** SOURCE EXTRACT follows **

ML pipeline for the Data Extraction Chatbot

All in all, the Intelliarts team created a ChatGPT-enabled solution for AI document extraction. This AI assistant receives the user input, either a question or request. Additionally, the solution integrates chatbot-powered data extraction, allowing the chatbot to efficiently retrieve and process information, streamlining the extraction process for more accurate and relevant results. Based on the input, the system employs embedding routing to understand the nature of the request and categorize it as:

Report: For the first type, the system will be looking for answers in the knowledge base, using an RAG approach.
Table: If the request intends calculations or data retrieval from tables, we route it there. A specific prompt-driven system then decides what tables are relevant and selects an agent to handle the request.
General: For history-based questions or tasks, we use a general-purpose agent. This agent can restrict the scope of questions or handle requests like summarizing sources, etc.

Besides, the chatbot understands the context of a conversation and saves up a chat history. The user can switch between different types of requests like first asking about tables and then returning to articles. We also trained the model so it mimicked our partner’s tone of voice. The chatbot should sound polite and professional. But like the NGO, it also emphasizes on victims instead of guns or criminals in its communication.

Business Outcomes

AI chatbots are gaining popularity in business today since they allow employees to delegate repetitive tasks and free up time for more creative jobs. Custom AI assistants are an even better solution as they’re tailored to the specific needs of the company. Respectively, our partner pointed out a list of gains received from using the newly developed AI chatbot data extraction system, which made retrieving data more efficient and aligned with their specific requirements:

Automation: Our chatbot works really fast and, therefore, automates routine tasks effectively. If earlier an employee had to look through tons of articles to find the necessary information, now the data is at their fingertips. The employee can access the right article in a few minutes and even summarize its key points if needed.
Better productivity: With less time spent on access and analysis of information, the company can expect increased productivity. As mentioned by the customer, the chatbot saves hours of work, and the employees have time to focus on other tasks.
Streamlined decision-making: Indirectly, the AI assistant helps to make decisions faster and more data-driven. Employees can go through much more material in less time. So, they’re more informed about the topic and theoretically can make better decisions.
Personalization: The chatbot we built was developed specifically for our partner. So, it suits perfectly for the tasks performed in this industry and company. It also mimics the NGO’s tone of voice and overall adheres to its policy.
Ease of use: No special training is required to use the solution. It has a user-friendly and intuitive chat interface, which we’re all familiar with thanks to social media and messengers.
Integration with existing systems: The chatbot isn’t a standalone tool. It’s integrated with the partner’s existing system, which enhances the company’s workflow rather than disrupting it.

** End of SOURCE EXTRACT **
** DATASET ENTRIES follows **

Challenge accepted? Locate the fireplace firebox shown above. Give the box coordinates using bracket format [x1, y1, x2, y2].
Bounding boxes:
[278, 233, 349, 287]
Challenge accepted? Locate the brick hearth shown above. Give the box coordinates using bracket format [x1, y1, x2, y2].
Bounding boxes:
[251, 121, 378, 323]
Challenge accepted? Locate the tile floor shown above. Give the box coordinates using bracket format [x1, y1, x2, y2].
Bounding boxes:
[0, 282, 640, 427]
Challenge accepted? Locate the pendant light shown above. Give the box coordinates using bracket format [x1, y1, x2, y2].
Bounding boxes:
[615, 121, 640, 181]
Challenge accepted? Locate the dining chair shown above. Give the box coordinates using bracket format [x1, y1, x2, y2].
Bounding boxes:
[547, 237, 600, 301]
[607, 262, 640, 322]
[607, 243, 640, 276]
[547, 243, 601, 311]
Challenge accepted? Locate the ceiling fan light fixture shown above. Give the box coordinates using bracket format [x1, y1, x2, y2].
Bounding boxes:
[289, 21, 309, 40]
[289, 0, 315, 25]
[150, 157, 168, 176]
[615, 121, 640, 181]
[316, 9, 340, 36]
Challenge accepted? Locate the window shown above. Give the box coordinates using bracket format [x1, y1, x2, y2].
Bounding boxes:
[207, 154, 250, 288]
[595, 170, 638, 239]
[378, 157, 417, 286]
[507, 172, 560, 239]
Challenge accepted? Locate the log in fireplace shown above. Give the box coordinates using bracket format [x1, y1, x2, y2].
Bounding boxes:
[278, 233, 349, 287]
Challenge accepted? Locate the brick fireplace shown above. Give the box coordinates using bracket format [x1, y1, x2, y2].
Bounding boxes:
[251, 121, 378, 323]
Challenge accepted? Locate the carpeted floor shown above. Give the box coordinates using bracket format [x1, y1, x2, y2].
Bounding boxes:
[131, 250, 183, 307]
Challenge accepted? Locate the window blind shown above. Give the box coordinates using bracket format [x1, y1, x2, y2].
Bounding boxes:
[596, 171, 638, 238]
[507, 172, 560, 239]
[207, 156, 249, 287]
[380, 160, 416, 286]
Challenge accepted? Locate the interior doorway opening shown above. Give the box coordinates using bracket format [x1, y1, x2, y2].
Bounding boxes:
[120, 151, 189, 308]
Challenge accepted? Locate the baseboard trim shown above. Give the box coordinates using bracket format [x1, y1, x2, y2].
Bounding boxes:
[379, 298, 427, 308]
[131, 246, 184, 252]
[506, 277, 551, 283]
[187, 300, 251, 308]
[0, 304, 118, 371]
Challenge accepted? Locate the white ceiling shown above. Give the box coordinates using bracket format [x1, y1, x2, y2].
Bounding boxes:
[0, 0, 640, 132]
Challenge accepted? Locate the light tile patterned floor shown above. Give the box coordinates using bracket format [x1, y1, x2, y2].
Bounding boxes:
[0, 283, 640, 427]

** End of DATASET ENTRIES **

Copy out the data extraction chatbot text word for word, from its first line to its last. You won't need the data above for this.

ML pipeline for the Data Extraction Chatbot

All in all, the Intelliarts team created a ChatGPT-enabled solution for AI document extraction. This AI assistant receives the user input, either a question or request. Additionally, the solution integrates chatbot-powered data extraction, allowing the chatbot to efficiently retrieve and process information, streamlining the extraction process for more accurate and relevant results. Based on the input, the system employs embedding routing to understand the nature of the request and categorize it as:

Report: For the first type, the system will be looking for answers in the knowledge base, using an RAG approach.
Table: If the request intends calculations or data retrieval from tables, we route it there. A specific prompt-driven system then decides what tables are relevant and selects an agent to handle the request.
General: For history-based questions or tasks, we use a general-purpose agent. This agent can restrict the scope of questions or handle requests like summarizing sources, etc.

Besides, the chatbot understands the context of a conversation and saves up a chat history. The user can switch between different types of requests like first asking about tables and then returning to articles. We also trained the model so it mimicked our partner’s tone of voice. The chatbot should sound polite and professional. But like the NGO, it also emphasizes on victims instead of guns or criminals in its communication.

Business Outcomes

AI chatbots are gaining popularity in business today since they allow employees to delegate repetitive tasks and free up time for more creative jobs. Custom AI assistants are an even better solution as they’re tailored to the specific needs of the company. Respectively, our partner pointed out a list of gains received from using the newly developed AI chatbot data extraction system, which made retrieving data more efficient and aligned with their specific requirements:

Automation: Our chatbot works really fast and, therefore, automates routine tasks effectively. If earlier an employee had to look through tons of articles to find the necessary information, now the data is at their fingertips. The employee can access the right article in a few minutes and even summarize its key points if needed.
Better productivity: With less time spent on access and analysis of information, the company can expect increased productivity. As mentioned by the customer, the chatbot saves hours of work, and the employees have time to focus on other tasks.
Streamlined decision-making: Indirectly, the AI assistant helps to make decisions faster and more data-driven. Employees can go through much more material in less time. So, they’re more informed about the topic and theoretically can make better decisions.
Personalization: The chatbot we built was developed specifically for our partner. So, it suits perfectly for the tasks performed in this industry and company. It also mimics the NGO’s tone of voice and overall adheres to its policy.
Ease of use: No special training is required to use the solution. It has a user-friendly and intuitive chat interface, which we’re all familiar with thanks to social media and messengers.
Integration with existing systems: The chatbot isn’t a standalone tool. It’s integrated with the partner’s existing system, which enhances the company’s workflow rather than disrupting it.